Passage shown:
"""

Catherine (Cathie) Winchell was born May 2, 1925 in St. Louis, Mo. An early childhood illness caused her to become blind and she was educated at the Missouri State School for the Blind. She enjoyed her time at the school and said it was more beneficial than life with her family would have been. She said that the students were given tickets to the symphony and the opera all the time.
While still at the school, she secretly married her fellow student, Don Swartz. After leaving the school, they had two sons and moved to California, arriving in the San Francisco Bay area in October 1948. These two sons, Gary and Don, are in their 70s now.
After the end of this marriage, Cathie was taken under the wing of Allen Jenkins, director of the Orientation Center for the Blind, which was in Oakland at that time and later moved to Albany, Calif. She lived for a time with Allen and Leone and their family and took a job as receptionist and switchboard operator at OCB. She soon became active in the California Council of the Blind and the National Federation of the Blind. She said it was her idea to change the name from California Council for the Blind to California Council of the Blind. The change failed the first time but succeeded on a second vote.
During this period, besides her work as a receptionist at OCB, she started a business selling products made by blind people and played piano in restaurants. She said that she thought some people who saw her riding home on BART at 2 a.m. in a cocktail dress might have had the wrong idea about her profession.

"""

Data lines:

"""

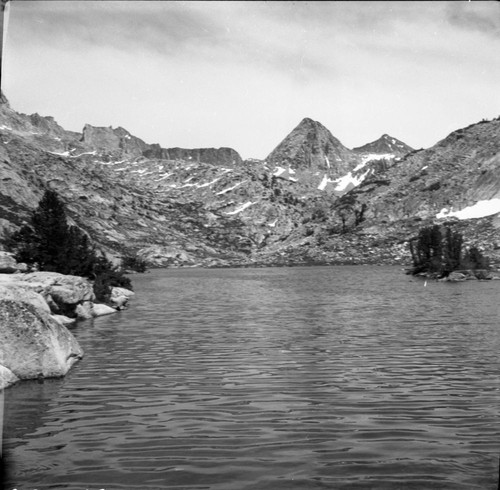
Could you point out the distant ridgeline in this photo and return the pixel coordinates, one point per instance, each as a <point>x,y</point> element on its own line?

"""

Stated problem 1: Switch "symphony" to "ballet" and give the passage about Cathie Winchell again between "Catherine (Cathie) Winchell" and "all the time.", inclusive.
Stated problem 2: Name every person other than Cathie Winchell who is mentioned in the passage about her.
Stated problem 3: According to the passage about Cathie Winchell, when did she and her husband arrive in the San Francisco Bay area?

Finished answer 1:
Catherine (Cathie) Winchell was born May 2, 1925 in St. Louis, Mo. An early childhood illness caused her to become blind and she was educated at the Missouri State School for the Blind. She enjoyed her time at the school and said it was more beneficial than life with her family would have been. She said that the students were given tickets to the ballet and the opera all the time.

Finished answer 2: Don Swartz, her sons Gary and Don, Allen Jenkins, and Leone.

Finished answer 3: October 1948.